---- DOCUMENT EXCERPT

In Niger, the deadly combination of malaria and malnutrition has created a vicious cycle that has a huge impact on some of the country's most vulnerable people.
Niger 2012 © Tanya Bindra
A Cycle of Malnutrition
In the Sahel region, life is governed by the seasons. A short but intense rainy season lasts from May to September, followed by a long dry season from October to April. People rely heavily on crops grown during the rainy season. Typically there is a long lean period between harvests, known as the "hunger gap," when people live on their dwindling food supplies as they wait for the next harvest.
Years are "good" or "bad" depending on the specific climatic conditions and the resulting volume of the harvest. However, malnutrition is endemic in some areas of the region and, even in a "good" year, during the hunger gap, acute malnutrition often rises above the alert threshold of 10 percent in children under five, with frequent peaks reaching or even surpassing the 15 percent emergency threshold.
In Niger, this recurring situation reached crisis levels in 2005, generating a major emergency response by national and international organizations. The government of Niger responded by adopting a novel protocol for the treatment of malnutrition, involving a home-based model of care and a new product known as ready-to-use therapeutic food. The therapeutic food could be fed to a child at home by its mother, so freeing up hospital beds and medical staff, and allowing the treatment to be decentralized into the community. By moving away from the previous hospital-based model of care, the treatment of children with severe acute malnutrition (SAM) could now take place on a massive scale. This system, set up during the emergency response, has since been implemented throughout the country.
Malnutrition and Malaria, a Deadly Combination
The period of the hunger gap, when malnutrition is at its peak, coincides with the rainy season, when mosquitoes breed and the number of malaria cases shoots up.

--------
---- DATA EXTRACT

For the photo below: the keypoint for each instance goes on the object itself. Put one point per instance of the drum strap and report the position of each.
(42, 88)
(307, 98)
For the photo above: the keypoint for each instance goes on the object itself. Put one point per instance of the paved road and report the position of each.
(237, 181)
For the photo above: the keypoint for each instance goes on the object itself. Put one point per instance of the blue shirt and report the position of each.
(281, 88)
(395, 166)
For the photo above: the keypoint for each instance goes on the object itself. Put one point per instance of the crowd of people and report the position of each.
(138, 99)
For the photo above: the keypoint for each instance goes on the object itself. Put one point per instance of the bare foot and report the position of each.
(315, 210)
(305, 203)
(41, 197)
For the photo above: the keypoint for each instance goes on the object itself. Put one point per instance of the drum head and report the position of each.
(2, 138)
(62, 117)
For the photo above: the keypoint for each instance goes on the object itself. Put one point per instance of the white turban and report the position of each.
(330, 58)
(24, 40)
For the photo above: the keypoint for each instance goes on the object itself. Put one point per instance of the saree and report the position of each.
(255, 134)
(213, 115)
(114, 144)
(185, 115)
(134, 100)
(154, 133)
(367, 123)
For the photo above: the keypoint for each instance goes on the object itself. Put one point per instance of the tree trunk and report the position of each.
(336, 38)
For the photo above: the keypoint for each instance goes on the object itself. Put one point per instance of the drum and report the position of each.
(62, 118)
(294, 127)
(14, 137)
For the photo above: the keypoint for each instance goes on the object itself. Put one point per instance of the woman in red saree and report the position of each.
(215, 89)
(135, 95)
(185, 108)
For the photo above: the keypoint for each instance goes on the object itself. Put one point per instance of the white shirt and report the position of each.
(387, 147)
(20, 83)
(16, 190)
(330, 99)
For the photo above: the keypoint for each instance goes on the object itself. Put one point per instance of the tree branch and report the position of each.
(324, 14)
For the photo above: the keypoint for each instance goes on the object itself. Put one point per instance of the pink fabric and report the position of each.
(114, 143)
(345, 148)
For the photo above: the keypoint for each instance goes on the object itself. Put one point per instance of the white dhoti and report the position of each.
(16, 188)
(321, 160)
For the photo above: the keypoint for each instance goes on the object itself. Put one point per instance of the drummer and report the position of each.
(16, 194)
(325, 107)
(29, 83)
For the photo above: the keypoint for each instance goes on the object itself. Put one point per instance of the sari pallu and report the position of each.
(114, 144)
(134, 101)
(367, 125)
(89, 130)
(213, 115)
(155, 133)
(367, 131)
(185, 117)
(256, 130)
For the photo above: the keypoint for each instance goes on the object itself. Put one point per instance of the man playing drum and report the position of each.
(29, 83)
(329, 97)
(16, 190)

--------

TASK STATEMENT:
In the text on malaria and malnutrition in Niger, during which months does the Sahel's rainy season take place?

EXERCISE RESULT:
From May to September.